┌─ Text extract
A simple 3D segment tree does the job.

change the ints to long long and it will pass i guarantee it !!! says this with thumbs up

Look, you are a newbie. This world of Codeforces is really very tough for newbies. Sorry to say that :(

Work hard. You will succeed here. Though it is gonna be tough. :P

I think you should read my new book: How to Get 2700+ Rating on Codeforces in 10 Days

You must read this :)

ugh newbies these days....

theres an easier way to do this

#include <weed>
#include <alcohool>
#include <nicky minaj>

int mein(){

int tequila,vodka;
int drunk==0;
f>>tequila>>vodka;
drunk=tequila-vodka;
cout<<drunk<<'enld';

return 0;
}

Egor it seems that you need to make training like cgy4ever
I expect you will be better in the near future I discovered a lot of guys but this time really I believe that you someday will be good and I'm sure you will be red.
anyway If you need any kind of help in any hard problems just tell me.
I will make training soon for some Beginners if you are interested you can join :P

My solution also gives TLE, I think I should try memoization:

#include <iostream>
using namespace std;

int compute(int n){
    if(n<3) return n;
    return 2*compute(n-1) - compute(n-2);
}


int main() {
    int a,b;
    cin >> a >> b;
    cout << compute(a)+compute(b) << endl;
}

I like your sense of humor, Egor. It sure makes me laugh (although I am a poor newbie as well :P)

Indeed, it's a tough problem for your level. I think it can be solved by defining the addition operation through Lambda Calculus.

First, let's define Natural Numbers. Let's say that a number x is a function that given another function y and a variable z, applies y on z for x times.

0 ::== λx.λy.z
1 ::== λx.λy.x y
2 ::== λx.λy.x x y
...

So, let's define the addition operator. It would simply be:
add a b ::== a λx.λy.x b x y (Remember: a, b are natural numbers, so they are just functions.)

I'll leave the easy work of handling negative numbers, thinking about how to relate that to code, .. etc, to you as a kind of practice.

One last note: I really didn't try to learn these things, so I'm probably speaking nonsense. But a newbie like you wouldn't tell.

I have this problem: http://www.spoj.com/problems/TEST

I'm thinking about an approach using Suffix Tree, Splay Tree, Dynamic convex hull, Max flow using pre-flow push with global heuristic. But I still don't have any good solution. Can anyone help me please :(

It's so hard for you to solve this problem... :|

You should practice hard to do that... :|

Once mathlover told me this problem can be solved by using network flow. I think the approach newbie mathlover told us can be understood easily by us poor newbies.

Interesting... I really enjoy this problem but since I am only an expert, I am looking forward to opinions from these explosions of International Grandmasters, (I honestly don't know how).
└─
┌─ Data rows
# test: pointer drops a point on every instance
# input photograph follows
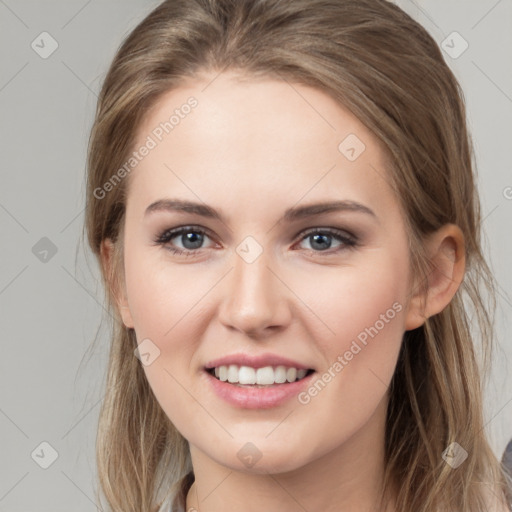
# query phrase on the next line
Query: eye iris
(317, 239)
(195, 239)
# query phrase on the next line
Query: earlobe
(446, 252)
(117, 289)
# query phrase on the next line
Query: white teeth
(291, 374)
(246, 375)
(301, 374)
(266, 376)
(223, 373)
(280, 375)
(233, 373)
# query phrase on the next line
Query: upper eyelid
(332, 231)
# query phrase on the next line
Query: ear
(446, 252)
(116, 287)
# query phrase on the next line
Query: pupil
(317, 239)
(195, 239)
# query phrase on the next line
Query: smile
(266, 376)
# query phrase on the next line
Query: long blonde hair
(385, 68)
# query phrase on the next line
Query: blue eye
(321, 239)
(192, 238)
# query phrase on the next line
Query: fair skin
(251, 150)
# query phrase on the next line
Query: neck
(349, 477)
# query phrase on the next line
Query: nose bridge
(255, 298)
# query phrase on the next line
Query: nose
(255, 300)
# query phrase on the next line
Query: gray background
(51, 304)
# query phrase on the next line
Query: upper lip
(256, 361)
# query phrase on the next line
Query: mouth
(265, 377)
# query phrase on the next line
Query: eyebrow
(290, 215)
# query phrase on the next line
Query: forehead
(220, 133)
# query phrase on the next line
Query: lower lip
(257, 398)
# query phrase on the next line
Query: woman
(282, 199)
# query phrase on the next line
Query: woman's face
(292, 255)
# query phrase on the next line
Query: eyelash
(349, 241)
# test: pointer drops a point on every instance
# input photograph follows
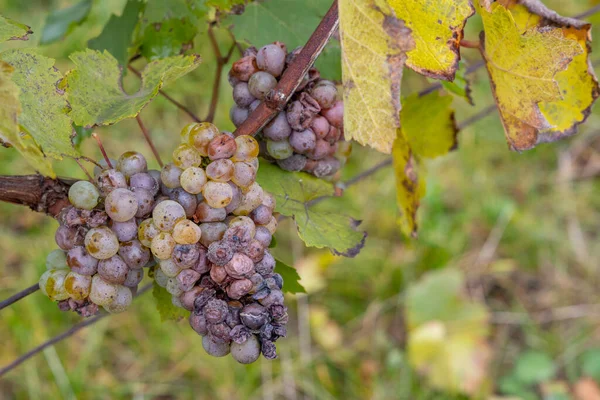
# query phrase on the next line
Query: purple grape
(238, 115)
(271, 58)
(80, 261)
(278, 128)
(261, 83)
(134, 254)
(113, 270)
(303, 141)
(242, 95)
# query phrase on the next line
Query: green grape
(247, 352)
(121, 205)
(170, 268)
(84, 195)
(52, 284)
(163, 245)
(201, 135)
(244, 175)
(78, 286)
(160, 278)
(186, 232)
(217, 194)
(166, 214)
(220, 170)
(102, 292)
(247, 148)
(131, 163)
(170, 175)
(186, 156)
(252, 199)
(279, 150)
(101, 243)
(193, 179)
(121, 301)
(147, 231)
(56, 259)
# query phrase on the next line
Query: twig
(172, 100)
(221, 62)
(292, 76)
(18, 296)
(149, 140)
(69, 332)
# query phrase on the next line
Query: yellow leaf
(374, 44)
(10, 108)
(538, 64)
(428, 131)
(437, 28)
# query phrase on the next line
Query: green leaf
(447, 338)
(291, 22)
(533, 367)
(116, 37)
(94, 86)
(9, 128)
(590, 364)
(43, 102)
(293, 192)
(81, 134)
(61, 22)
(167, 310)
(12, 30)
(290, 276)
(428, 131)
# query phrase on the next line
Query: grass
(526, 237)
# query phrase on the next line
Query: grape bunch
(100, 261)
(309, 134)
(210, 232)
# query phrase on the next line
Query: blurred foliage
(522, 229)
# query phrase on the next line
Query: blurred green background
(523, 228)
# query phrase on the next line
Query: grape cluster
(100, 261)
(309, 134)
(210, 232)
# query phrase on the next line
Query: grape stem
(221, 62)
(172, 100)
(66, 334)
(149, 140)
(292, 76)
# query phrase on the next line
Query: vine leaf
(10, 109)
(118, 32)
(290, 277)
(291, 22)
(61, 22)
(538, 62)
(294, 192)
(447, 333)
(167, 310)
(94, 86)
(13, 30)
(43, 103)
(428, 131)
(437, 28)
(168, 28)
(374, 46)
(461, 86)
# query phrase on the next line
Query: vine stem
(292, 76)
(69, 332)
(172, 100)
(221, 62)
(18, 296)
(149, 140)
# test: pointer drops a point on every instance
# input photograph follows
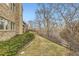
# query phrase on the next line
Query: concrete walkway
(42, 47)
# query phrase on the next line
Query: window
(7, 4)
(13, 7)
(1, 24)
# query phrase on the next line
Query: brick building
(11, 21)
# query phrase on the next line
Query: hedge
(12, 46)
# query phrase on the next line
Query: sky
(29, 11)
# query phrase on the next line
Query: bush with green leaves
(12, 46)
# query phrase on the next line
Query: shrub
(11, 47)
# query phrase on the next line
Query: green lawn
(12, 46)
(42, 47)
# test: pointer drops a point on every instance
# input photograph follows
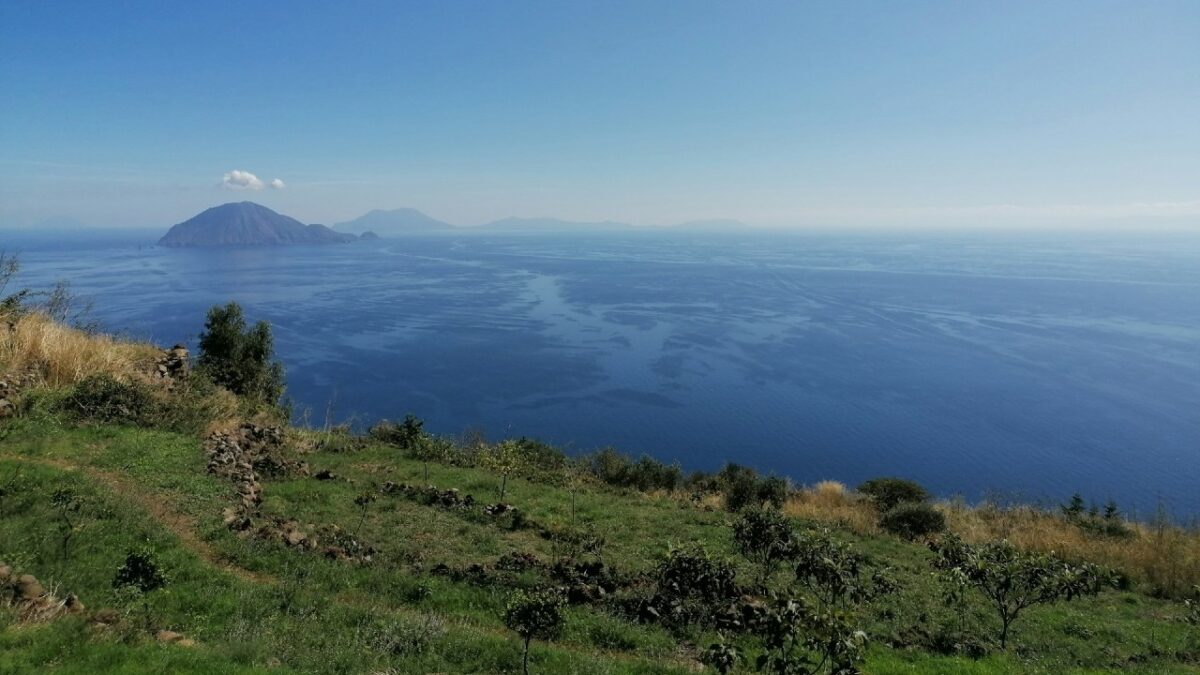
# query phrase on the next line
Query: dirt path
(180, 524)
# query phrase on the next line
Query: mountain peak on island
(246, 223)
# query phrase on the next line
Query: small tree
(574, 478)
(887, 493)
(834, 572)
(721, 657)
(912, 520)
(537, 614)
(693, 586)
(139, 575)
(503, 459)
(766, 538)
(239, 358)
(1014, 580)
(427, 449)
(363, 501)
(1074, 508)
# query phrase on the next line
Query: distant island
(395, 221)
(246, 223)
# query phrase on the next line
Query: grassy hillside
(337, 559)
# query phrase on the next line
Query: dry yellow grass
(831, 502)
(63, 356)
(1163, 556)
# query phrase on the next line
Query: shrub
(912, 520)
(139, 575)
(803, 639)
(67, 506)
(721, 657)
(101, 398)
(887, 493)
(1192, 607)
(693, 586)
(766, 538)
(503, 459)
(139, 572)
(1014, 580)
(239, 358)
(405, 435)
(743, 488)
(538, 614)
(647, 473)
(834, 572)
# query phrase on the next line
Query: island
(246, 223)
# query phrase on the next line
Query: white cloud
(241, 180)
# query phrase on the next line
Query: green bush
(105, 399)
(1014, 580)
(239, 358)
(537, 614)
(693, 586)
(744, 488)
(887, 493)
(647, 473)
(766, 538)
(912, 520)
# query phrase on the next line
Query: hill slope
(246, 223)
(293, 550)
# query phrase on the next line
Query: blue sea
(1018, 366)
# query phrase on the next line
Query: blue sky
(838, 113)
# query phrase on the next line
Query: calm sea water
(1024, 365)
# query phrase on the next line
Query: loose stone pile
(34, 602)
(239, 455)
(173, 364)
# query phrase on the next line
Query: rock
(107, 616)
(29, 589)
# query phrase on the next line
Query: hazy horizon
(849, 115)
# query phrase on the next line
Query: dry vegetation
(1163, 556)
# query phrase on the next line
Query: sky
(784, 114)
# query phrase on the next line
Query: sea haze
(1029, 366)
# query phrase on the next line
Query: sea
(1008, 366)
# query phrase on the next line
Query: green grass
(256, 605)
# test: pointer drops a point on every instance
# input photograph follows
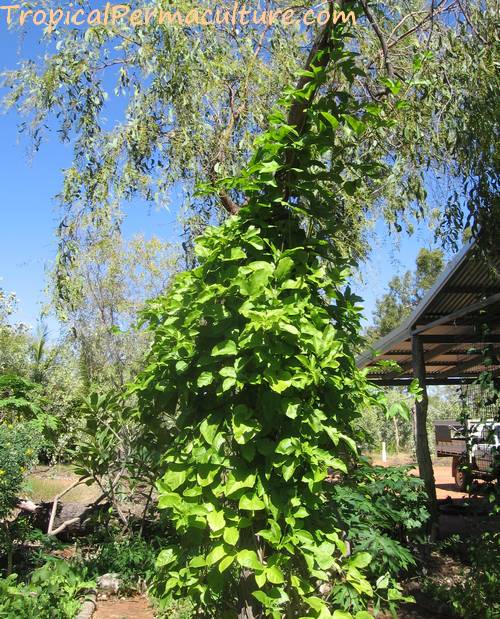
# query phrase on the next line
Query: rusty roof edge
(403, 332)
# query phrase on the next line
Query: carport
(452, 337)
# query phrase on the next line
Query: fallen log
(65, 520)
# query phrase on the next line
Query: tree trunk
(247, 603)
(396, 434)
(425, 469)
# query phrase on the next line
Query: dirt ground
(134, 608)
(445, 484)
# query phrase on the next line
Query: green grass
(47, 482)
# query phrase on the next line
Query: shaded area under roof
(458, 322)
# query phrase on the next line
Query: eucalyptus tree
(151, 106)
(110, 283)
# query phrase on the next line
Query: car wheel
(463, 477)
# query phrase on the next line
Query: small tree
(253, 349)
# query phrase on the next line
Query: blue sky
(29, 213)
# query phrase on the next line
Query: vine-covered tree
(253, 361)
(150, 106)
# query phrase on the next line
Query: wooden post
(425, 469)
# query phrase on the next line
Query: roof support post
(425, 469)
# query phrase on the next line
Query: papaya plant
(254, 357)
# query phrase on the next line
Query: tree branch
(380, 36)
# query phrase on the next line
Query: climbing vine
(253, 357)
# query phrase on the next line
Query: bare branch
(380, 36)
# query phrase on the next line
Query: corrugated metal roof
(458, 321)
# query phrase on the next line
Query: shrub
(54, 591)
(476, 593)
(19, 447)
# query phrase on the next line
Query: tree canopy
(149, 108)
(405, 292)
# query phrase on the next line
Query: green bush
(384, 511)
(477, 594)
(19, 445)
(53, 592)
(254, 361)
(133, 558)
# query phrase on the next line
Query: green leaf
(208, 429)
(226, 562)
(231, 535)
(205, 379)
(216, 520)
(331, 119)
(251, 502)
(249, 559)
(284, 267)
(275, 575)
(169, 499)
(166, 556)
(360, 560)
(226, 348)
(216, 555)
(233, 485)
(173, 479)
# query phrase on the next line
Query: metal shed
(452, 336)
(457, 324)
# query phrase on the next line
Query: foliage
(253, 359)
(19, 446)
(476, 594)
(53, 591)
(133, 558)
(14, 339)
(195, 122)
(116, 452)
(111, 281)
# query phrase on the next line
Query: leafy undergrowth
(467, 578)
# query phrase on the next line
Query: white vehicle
└─
Exercises to complete >>
1. In the forum thread, list every technique or data structure that one commenter names as part of an approach they are considering.
2. According to the forum thread, what rating and time frame does the title of the recommended book promise?
3. Reproduce the part of the forum thread word for word, starting at "First, let's define" and ending at "you wouldn't tell.".

Results in order >>
1.
- Suffix Tree
- Splay Tree
- Dynamic convex hull
- Max flow using pre-flow push with global heuristic

2. A rating of 2700+ on Codeforces in 10 days.

3.
First, let's define Natural Numbers. Let's say that a number x is a function that given another function y and a variable z, applies y on z for x times.

0 ::== λx.λy.z
1 ::== λx.λy.x y
2 ::== λx.λy.x x y
...

So, let's define the addition operator. It would simply be:
add a b ::== a λx.λy.x b x y (Remember: a, b are natural numbers, so they are just functions.)

I'll leave the easy work of handling negative numbers, thinking about how to relate that to code, .. etc, to you as a kind of practice.

One last note: I really didn't try to learn these things, so I'm probably speaking nonsense. But a newbie like you wouldn't tell.